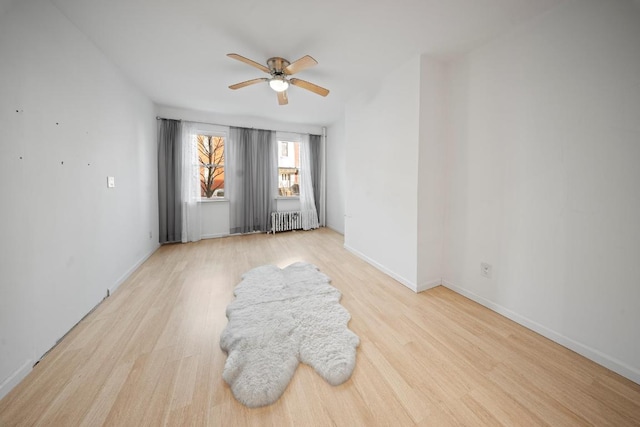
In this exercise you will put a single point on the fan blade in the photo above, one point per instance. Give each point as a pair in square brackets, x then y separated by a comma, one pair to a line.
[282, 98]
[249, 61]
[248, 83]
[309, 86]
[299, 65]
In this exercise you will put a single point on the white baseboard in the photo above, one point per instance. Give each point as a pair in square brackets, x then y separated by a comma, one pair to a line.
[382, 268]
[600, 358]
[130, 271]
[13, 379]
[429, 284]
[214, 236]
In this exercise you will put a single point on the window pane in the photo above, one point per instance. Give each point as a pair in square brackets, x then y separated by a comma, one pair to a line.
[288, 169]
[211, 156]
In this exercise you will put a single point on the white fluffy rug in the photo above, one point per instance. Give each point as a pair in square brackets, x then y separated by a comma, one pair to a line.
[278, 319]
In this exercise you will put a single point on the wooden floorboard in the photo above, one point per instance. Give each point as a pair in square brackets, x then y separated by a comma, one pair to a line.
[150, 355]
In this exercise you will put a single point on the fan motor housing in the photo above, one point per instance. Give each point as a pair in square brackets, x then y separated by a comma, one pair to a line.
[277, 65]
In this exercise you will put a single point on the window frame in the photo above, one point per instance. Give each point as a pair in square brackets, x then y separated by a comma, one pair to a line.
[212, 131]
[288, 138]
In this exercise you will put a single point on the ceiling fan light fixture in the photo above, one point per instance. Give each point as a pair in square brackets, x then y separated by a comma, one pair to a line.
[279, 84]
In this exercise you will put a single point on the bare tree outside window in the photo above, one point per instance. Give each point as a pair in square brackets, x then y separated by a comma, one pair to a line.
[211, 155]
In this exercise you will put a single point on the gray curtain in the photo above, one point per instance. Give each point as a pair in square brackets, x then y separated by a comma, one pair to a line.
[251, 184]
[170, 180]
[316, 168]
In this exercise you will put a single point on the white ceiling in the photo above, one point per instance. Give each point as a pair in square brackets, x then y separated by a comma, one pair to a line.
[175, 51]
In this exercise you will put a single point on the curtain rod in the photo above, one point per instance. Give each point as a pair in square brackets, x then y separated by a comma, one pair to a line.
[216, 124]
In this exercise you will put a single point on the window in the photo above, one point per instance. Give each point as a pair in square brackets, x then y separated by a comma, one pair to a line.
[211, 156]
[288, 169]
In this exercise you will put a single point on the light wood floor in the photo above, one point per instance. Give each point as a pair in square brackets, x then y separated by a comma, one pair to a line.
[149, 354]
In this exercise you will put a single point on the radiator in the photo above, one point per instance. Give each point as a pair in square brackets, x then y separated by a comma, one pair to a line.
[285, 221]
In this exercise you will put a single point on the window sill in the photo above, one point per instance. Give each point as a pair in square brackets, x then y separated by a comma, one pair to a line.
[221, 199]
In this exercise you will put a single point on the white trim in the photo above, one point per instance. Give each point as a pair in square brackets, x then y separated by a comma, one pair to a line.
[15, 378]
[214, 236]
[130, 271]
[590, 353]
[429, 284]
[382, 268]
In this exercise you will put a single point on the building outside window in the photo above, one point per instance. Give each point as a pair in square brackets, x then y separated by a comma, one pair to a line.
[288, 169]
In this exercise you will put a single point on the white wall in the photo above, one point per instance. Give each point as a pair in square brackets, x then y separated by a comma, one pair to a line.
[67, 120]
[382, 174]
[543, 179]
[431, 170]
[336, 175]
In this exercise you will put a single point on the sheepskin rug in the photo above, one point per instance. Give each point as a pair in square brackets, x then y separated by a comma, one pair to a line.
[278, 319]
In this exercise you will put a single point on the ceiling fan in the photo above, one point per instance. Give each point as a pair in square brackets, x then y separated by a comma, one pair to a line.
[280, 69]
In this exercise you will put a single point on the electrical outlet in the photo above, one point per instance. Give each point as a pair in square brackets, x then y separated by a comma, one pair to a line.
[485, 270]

----------------------------------------

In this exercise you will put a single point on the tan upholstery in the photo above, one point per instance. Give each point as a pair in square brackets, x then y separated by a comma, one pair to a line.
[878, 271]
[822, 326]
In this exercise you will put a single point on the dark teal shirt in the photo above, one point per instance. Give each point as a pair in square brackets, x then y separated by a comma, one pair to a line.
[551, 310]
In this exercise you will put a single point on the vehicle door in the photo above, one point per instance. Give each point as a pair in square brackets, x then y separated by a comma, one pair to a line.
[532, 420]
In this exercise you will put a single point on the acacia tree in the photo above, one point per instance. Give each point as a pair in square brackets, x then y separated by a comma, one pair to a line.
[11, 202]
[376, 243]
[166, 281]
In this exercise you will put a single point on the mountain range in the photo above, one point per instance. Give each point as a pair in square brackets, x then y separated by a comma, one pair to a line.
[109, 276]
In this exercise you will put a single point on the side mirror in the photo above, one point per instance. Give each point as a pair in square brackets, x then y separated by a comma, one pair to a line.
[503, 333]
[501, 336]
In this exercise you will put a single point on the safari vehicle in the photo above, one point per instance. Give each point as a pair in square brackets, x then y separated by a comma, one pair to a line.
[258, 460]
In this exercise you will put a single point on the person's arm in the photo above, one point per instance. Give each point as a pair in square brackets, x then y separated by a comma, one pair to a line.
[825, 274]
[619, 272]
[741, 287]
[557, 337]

----------------------------------------

### PROBLEM REQUIREMENTS:
Count the lines in the records above that contain the string "pane", treating uppercase and lowercase as different, and reply with the number alone.

### TASK RESPONSE:
1